_Task item_. In the records below, the lines from the one containing "Provide the mask of every instance of the canopy" through the last are to be reproduced exactly and alone.

[Exercise material — start]

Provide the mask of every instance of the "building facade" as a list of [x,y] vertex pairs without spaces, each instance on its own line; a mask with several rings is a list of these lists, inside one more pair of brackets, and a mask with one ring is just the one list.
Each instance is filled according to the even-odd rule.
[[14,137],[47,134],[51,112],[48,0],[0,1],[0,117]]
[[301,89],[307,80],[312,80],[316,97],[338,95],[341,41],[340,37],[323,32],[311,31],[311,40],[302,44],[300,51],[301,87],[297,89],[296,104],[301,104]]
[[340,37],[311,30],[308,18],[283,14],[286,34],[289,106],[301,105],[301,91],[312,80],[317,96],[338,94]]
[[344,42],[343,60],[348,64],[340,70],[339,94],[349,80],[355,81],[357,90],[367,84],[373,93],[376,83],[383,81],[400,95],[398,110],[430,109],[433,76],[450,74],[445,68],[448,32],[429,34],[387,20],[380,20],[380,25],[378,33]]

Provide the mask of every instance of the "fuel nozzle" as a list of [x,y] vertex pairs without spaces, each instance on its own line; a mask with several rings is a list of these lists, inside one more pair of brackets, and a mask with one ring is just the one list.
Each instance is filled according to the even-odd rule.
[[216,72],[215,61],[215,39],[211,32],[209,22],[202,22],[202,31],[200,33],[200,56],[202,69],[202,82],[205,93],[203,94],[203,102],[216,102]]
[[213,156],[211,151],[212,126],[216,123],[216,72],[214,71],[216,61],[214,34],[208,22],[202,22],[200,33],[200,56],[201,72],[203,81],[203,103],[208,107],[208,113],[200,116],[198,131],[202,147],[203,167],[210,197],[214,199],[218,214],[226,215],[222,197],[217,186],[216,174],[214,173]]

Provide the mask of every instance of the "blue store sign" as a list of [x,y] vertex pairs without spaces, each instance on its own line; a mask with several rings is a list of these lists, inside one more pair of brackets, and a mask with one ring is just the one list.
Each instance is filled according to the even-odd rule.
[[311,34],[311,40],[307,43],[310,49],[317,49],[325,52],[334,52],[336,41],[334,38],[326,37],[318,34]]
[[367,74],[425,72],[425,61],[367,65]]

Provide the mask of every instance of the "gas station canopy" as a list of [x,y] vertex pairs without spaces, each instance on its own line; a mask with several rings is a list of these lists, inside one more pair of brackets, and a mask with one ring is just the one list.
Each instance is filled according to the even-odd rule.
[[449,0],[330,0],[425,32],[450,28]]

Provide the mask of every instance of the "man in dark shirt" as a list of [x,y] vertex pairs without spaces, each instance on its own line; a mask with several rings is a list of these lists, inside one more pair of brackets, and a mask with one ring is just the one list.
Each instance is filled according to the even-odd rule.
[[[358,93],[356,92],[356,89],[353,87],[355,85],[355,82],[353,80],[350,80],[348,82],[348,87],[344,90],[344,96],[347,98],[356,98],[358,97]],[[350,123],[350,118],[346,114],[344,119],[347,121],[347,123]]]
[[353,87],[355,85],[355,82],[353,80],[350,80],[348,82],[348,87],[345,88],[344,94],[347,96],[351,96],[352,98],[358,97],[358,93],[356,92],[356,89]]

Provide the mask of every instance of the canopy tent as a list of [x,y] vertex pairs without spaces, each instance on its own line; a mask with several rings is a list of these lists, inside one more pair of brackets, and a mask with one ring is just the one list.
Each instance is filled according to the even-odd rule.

[Exercise material — finish]

_The completed task_.
Provide the mask of every instance of the canopy tent as a list of [x,y] vertex pairs without spaces, each instance on its own line; a mask with several rings is a list of these lists, inside one more pair of brackets, and a mask with one ring is just the one list.
Each instance is filled according to the even-odd rule.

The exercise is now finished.